■ Work to do
Output, please, every line from the line that holds "Task: mark the person in dark" to the end, exactly as written.

■ Supplied material
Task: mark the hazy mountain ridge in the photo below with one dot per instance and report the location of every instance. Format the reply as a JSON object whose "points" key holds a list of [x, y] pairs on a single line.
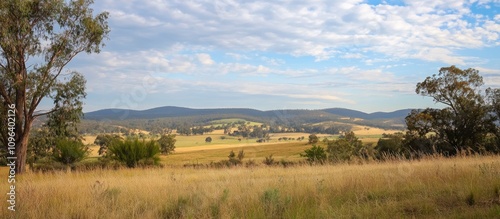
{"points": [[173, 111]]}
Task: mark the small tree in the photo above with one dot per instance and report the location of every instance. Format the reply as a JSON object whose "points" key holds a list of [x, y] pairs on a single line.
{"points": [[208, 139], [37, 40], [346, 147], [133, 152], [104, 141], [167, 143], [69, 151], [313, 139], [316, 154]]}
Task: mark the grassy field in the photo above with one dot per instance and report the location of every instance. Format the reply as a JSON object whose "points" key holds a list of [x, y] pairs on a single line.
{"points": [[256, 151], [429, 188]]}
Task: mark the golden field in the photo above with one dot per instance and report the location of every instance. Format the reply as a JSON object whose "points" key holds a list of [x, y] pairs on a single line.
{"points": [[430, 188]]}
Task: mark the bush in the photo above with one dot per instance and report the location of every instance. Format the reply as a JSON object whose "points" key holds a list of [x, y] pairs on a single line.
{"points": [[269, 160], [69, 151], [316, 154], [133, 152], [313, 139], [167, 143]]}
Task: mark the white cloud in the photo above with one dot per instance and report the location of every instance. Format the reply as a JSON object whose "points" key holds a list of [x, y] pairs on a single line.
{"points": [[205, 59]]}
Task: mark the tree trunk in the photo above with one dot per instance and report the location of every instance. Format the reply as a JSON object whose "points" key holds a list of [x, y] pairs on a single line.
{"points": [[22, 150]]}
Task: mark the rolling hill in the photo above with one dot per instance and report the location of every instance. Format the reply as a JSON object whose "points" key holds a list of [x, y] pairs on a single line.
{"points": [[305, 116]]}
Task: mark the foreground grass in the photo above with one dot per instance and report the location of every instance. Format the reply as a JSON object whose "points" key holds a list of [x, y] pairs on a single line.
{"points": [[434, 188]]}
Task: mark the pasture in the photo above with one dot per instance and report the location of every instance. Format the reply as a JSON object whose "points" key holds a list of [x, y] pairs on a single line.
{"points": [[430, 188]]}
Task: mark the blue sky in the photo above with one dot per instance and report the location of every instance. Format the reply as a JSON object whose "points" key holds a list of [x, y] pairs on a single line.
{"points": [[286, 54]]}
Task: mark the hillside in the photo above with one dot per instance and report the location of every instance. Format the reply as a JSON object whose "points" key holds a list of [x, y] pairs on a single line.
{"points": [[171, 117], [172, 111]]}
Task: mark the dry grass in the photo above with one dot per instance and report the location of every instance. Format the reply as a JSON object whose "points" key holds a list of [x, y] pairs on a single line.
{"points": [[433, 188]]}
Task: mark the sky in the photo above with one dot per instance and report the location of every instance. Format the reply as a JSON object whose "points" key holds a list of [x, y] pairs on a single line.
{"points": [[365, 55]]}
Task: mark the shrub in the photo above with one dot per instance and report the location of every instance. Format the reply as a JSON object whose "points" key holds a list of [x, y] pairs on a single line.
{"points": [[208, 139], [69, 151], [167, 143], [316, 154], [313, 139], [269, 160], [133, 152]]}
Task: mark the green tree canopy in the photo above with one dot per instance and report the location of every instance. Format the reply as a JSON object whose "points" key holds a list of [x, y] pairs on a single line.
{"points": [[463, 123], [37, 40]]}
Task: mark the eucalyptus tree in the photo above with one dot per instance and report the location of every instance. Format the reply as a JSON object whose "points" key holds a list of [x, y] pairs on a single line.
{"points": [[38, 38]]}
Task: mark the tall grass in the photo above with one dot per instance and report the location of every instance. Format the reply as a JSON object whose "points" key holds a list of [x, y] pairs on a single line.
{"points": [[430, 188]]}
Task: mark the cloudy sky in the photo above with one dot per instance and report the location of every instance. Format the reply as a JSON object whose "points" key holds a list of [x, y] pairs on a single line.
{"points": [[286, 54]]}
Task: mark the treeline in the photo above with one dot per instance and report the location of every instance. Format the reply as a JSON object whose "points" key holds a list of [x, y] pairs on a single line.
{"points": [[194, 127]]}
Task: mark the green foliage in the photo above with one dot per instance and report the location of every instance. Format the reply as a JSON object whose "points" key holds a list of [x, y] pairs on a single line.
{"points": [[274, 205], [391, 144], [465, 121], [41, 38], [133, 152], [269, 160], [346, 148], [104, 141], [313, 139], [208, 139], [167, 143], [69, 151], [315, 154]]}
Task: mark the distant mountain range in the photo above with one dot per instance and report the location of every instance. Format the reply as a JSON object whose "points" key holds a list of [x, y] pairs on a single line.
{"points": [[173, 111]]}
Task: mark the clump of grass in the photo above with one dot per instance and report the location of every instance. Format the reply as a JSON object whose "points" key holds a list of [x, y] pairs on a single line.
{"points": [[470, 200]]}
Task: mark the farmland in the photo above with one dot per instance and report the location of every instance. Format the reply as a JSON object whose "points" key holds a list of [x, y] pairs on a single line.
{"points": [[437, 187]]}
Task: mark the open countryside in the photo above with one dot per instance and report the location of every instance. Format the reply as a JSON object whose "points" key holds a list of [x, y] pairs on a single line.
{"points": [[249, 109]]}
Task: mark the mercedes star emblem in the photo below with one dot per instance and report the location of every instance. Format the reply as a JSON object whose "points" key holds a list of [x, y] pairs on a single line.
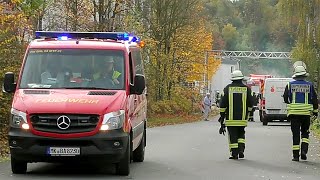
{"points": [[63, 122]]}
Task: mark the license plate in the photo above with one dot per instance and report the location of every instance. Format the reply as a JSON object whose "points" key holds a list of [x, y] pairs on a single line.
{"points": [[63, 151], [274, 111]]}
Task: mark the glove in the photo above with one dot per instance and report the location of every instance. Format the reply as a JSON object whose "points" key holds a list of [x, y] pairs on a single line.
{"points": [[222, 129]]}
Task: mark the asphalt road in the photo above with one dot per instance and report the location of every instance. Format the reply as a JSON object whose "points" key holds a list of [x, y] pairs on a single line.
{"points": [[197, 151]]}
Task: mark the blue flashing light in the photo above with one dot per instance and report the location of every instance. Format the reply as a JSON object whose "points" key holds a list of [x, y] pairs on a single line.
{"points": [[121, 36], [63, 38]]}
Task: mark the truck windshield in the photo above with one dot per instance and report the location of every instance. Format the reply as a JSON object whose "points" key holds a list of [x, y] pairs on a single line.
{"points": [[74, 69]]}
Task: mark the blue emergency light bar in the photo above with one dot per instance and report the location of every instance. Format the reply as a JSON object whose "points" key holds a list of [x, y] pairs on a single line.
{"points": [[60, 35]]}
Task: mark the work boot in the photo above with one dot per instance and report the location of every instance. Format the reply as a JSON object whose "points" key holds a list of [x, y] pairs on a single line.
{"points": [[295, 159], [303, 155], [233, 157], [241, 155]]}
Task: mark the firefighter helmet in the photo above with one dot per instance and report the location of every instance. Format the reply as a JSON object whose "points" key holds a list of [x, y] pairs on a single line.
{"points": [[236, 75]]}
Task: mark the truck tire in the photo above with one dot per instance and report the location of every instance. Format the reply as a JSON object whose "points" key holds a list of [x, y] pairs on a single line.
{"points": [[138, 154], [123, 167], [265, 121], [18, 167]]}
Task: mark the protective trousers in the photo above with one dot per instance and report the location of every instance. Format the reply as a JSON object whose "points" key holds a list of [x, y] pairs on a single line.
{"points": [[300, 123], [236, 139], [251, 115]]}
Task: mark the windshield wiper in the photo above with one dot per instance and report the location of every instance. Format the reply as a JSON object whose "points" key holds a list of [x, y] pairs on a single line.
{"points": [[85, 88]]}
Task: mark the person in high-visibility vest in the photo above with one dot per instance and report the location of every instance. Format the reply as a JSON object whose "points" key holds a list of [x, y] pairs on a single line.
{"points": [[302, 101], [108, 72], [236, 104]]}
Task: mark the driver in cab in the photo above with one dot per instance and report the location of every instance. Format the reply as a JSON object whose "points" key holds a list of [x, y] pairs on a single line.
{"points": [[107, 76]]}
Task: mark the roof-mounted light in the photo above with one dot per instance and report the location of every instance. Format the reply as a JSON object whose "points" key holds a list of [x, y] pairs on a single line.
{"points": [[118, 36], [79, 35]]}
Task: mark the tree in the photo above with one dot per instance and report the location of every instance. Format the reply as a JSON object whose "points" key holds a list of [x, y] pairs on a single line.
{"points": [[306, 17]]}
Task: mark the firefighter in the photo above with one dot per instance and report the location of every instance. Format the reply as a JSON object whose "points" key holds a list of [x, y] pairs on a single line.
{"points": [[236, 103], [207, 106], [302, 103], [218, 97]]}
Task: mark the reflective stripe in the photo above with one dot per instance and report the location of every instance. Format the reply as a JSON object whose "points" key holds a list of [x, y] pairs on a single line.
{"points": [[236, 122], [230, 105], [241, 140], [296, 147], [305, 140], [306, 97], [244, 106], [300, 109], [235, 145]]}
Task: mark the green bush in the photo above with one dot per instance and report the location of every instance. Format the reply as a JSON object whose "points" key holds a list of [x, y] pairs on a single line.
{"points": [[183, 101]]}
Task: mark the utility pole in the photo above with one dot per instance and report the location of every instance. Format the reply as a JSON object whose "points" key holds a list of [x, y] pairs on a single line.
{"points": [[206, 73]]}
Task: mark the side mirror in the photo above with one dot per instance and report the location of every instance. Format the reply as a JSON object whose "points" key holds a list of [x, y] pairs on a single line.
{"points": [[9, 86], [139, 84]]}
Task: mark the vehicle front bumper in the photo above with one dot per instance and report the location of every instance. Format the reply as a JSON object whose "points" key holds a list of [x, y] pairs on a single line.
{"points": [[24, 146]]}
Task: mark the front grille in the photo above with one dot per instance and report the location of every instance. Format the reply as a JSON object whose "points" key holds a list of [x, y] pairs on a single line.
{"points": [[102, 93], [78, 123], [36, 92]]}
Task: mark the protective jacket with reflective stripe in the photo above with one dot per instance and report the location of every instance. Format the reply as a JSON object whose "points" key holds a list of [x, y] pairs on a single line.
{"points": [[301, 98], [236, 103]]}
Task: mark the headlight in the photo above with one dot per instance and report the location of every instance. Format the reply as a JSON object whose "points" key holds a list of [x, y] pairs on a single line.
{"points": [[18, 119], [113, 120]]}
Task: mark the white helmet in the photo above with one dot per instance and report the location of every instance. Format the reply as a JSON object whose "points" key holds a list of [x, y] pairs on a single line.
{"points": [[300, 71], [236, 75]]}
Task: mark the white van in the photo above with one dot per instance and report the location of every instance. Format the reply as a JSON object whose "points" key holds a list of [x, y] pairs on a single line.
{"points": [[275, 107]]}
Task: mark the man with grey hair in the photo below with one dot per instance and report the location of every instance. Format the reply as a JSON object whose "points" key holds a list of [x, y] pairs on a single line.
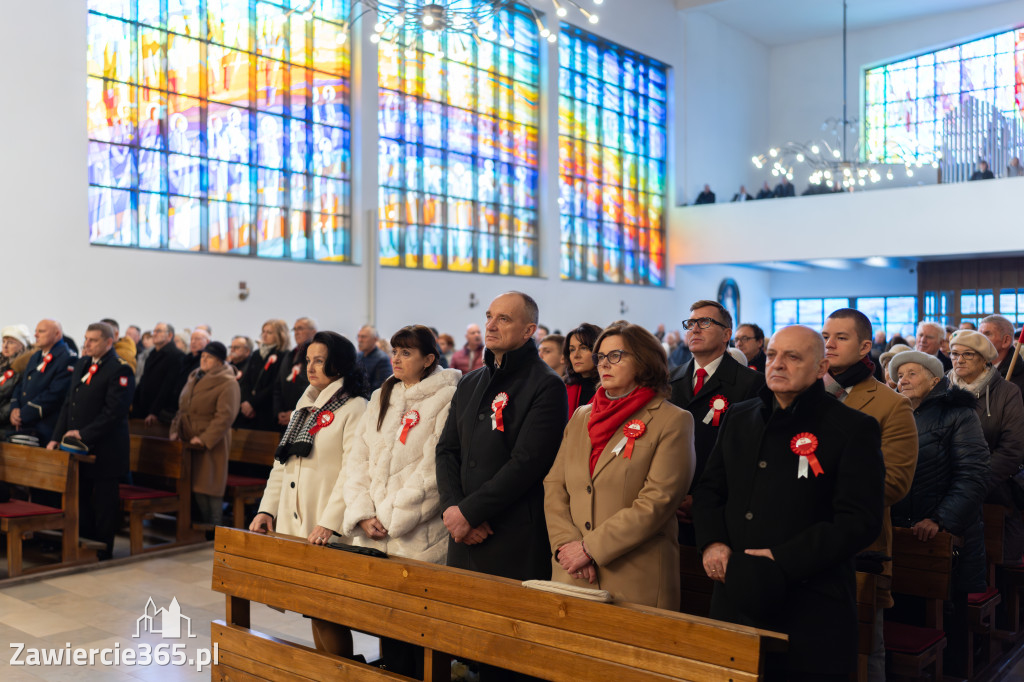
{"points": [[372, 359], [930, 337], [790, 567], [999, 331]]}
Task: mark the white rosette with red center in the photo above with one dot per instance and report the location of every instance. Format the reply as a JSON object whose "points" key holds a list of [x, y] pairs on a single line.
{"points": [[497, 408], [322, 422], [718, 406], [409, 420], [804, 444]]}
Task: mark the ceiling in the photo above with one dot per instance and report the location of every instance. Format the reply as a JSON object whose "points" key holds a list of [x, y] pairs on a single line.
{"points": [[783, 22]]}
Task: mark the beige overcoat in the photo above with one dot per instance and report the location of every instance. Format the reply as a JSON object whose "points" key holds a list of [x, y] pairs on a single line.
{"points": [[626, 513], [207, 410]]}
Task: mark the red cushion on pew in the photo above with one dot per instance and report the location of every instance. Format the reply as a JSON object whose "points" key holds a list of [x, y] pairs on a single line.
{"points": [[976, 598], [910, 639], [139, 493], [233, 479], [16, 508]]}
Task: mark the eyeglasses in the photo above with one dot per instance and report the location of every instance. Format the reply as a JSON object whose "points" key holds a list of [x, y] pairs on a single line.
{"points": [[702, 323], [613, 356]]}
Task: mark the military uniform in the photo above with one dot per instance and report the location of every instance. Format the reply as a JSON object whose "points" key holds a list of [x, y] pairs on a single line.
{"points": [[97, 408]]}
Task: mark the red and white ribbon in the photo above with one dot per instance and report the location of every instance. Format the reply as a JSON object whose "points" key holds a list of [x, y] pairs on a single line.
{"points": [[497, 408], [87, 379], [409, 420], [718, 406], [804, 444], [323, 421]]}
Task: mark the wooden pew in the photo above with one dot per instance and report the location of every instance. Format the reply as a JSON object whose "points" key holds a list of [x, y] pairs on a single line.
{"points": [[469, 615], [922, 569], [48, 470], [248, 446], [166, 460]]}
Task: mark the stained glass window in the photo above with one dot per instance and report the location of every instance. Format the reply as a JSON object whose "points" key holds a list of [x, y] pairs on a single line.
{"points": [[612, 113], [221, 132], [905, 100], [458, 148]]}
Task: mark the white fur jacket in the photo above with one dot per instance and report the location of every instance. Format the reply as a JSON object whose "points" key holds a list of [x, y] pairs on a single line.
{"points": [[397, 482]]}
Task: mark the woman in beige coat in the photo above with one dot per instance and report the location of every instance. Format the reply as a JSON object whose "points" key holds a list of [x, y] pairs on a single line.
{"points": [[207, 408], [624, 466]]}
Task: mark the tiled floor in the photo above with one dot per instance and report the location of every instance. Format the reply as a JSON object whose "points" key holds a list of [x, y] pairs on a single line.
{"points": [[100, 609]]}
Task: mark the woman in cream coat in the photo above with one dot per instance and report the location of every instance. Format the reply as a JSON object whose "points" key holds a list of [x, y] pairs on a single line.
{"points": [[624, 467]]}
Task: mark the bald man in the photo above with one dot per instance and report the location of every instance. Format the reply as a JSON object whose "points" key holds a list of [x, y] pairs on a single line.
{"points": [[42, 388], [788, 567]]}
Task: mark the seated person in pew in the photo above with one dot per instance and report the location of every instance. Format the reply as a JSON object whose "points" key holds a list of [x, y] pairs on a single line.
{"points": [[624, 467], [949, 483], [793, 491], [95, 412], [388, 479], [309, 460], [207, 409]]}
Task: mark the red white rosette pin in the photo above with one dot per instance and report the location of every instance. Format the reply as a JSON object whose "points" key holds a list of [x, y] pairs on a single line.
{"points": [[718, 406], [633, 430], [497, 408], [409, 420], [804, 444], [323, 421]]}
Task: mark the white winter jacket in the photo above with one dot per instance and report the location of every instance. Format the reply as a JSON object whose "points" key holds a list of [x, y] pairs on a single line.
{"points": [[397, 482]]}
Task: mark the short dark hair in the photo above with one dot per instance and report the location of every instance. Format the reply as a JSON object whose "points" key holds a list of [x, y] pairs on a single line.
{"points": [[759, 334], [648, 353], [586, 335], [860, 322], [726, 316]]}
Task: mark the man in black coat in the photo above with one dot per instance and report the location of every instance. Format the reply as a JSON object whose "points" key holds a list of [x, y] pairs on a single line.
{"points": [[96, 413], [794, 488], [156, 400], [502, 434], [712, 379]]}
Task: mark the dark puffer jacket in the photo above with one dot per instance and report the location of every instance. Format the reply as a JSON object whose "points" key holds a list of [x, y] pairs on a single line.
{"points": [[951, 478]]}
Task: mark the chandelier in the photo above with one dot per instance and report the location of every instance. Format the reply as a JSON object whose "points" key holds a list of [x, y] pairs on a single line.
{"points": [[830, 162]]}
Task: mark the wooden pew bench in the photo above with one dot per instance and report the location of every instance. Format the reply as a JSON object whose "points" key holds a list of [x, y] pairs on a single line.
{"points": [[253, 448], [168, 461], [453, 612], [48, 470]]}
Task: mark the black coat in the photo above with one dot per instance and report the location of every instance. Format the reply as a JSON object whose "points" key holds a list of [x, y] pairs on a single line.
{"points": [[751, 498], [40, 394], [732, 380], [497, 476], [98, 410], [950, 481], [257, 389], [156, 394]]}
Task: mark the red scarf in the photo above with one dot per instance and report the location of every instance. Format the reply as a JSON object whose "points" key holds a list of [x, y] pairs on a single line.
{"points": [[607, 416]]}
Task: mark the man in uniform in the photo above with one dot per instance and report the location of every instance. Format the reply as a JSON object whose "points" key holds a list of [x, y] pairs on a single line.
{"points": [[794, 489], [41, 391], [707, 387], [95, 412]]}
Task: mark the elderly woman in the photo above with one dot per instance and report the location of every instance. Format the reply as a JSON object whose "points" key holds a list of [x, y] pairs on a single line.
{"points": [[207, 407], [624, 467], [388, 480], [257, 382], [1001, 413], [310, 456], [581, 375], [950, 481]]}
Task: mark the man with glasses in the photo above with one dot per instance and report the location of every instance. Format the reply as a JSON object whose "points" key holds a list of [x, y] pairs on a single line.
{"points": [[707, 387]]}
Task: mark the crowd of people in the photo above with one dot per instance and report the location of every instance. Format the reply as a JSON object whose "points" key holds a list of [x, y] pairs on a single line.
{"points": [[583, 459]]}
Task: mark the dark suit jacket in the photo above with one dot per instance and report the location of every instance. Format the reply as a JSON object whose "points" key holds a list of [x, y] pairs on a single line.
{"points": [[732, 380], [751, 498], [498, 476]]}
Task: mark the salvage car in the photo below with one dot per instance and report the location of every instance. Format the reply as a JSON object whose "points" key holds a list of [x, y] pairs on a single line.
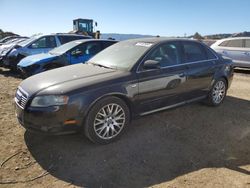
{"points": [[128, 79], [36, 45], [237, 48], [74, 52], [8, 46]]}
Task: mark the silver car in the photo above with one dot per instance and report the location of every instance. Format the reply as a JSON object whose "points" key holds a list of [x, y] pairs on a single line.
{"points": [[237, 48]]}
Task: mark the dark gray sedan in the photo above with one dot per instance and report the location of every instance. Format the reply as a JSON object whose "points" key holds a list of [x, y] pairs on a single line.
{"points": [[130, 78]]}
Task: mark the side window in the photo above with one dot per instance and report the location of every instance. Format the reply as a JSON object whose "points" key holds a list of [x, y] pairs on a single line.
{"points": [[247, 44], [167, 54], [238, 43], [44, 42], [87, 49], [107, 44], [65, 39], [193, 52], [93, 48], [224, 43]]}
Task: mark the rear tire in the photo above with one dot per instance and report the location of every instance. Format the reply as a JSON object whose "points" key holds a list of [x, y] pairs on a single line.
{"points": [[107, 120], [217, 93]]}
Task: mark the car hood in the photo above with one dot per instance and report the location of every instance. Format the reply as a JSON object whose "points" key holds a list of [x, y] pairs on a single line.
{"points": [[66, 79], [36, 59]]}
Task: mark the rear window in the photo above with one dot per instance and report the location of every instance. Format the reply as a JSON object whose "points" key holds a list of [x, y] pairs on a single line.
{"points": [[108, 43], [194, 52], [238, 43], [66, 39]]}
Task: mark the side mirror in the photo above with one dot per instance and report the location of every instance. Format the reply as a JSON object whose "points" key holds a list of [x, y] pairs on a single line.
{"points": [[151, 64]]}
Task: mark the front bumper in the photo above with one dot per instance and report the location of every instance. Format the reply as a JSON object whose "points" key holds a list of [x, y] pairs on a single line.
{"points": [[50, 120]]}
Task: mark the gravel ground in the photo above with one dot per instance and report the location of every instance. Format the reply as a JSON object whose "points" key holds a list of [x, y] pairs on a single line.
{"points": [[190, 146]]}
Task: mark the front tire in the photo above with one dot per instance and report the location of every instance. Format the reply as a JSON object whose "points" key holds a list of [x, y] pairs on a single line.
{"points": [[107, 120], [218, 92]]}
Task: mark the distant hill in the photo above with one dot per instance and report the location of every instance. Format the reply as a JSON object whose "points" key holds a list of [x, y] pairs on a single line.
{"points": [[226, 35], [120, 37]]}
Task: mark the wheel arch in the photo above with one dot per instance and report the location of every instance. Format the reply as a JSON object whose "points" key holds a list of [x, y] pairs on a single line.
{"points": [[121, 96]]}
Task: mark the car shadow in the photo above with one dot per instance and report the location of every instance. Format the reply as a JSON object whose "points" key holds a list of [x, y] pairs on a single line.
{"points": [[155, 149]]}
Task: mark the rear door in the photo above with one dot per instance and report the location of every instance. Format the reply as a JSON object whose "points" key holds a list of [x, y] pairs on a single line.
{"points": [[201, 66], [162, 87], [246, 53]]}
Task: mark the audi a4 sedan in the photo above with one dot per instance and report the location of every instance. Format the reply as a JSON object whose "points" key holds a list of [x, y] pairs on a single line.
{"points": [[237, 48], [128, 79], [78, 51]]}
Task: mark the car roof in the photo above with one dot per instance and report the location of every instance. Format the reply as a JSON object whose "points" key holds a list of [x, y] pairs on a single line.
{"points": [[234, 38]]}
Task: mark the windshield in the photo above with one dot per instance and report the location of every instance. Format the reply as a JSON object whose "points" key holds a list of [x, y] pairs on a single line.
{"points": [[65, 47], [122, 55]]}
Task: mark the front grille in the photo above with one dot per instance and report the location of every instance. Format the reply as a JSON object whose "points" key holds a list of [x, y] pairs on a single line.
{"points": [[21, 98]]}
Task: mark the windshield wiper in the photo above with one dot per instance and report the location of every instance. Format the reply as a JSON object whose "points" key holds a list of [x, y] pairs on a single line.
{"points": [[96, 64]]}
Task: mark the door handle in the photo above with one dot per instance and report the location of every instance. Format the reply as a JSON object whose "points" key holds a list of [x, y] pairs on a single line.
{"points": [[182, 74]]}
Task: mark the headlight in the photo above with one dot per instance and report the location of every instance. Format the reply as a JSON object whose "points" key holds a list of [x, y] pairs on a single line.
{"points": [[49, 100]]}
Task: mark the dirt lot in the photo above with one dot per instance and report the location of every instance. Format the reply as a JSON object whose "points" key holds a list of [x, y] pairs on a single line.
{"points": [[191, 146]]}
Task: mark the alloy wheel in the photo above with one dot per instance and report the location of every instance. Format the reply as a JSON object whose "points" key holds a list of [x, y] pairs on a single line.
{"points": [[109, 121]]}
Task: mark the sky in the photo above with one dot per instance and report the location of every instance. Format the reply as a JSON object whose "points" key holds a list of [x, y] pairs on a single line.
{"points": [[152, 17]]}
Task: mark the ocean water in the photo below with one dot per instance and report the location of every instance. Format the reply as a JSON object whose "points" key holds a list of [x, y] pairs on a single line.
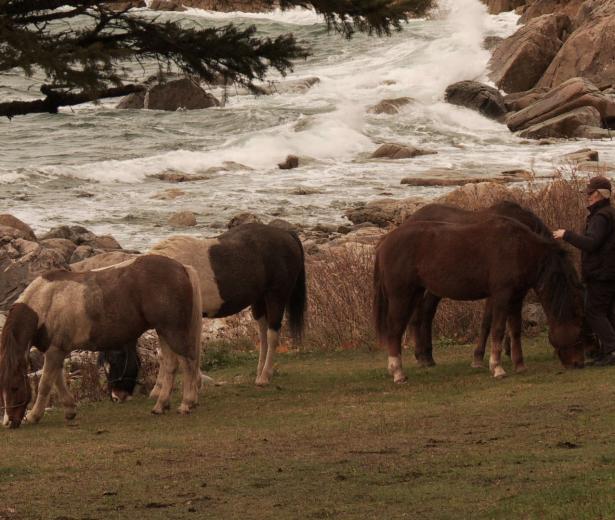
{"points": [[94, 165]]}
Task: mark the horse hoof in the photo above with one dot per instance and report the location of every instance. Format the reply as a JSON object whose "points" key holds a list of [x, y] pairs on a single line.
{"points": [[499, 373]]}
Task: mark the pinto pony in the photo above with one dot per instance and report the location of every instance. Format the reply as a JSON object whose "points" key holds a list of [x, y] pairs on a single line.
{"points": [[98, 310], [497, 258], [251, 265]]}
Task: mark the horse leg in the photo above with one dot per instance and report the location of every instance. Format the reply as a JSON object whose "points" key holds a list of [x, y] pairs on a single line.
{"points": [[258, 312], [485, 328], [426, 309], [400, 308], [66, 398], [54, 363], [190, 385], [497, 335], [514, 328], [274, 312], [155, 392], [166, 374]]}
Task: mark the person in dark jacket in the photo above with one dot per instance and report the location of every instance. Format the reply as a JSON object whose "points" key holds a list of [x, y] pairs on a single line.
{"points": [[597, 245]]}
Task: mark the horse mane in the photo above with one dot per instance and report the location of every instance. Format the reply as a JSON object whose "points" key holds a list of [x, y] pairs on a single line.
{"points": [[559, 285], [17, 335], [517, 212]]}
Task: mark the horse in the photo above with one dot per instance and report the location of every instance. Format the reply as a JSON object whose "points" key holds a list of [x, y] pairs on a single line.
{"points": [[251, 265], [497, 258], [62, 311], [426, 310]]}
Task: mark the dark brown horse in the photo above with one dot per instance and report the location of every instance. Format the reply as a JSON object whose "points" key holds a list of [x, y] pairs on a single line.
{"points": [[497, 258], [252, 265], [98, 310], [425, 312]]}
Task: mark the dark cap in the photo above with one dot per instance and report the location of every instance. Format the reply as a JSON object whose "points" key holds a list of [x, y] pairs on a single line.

■ Answer in full
Task: mark the person in dark jacket in the photo above with one dot per instance and report the location of every instance. Format the reply as a JSON object whose "points" key holds a list of [x, y] pairs on a single line.
{"points": [[597, 245]]}
Task: mark the horse mane in the photo above with one dot per instance and report the location of every instance. Format the reply as a JSON object whose "points" key holds a list of [x, y] pairs on a single line.
{"points": [[559, 285], [17, 335], [517, 212]]}
Task: mark the horse in the photo above with one dot per instance and report the location of every instance. Format the reply as a JSON object whose "points" key holds a list of [x, y] pairs on a single line.
{"points": [[251, 265], [497, 258], [62, 311], [426, 310]]}
Task: mark the dark brown horse in the photo above with one dot per instance and report the location of every instance. Format the reply as a JSON object whose "points" key holds a list of [x, y] pairs on a single line.
{"points": [[497, 258], [252, 265], [98, 310], [425, 312]]}
Task: mark the dark cap in the photo above with one dot per instance and report the location of every instance. Format the reply as a JSON object whose "points" key holds a list of [x, y] pairs on a single line.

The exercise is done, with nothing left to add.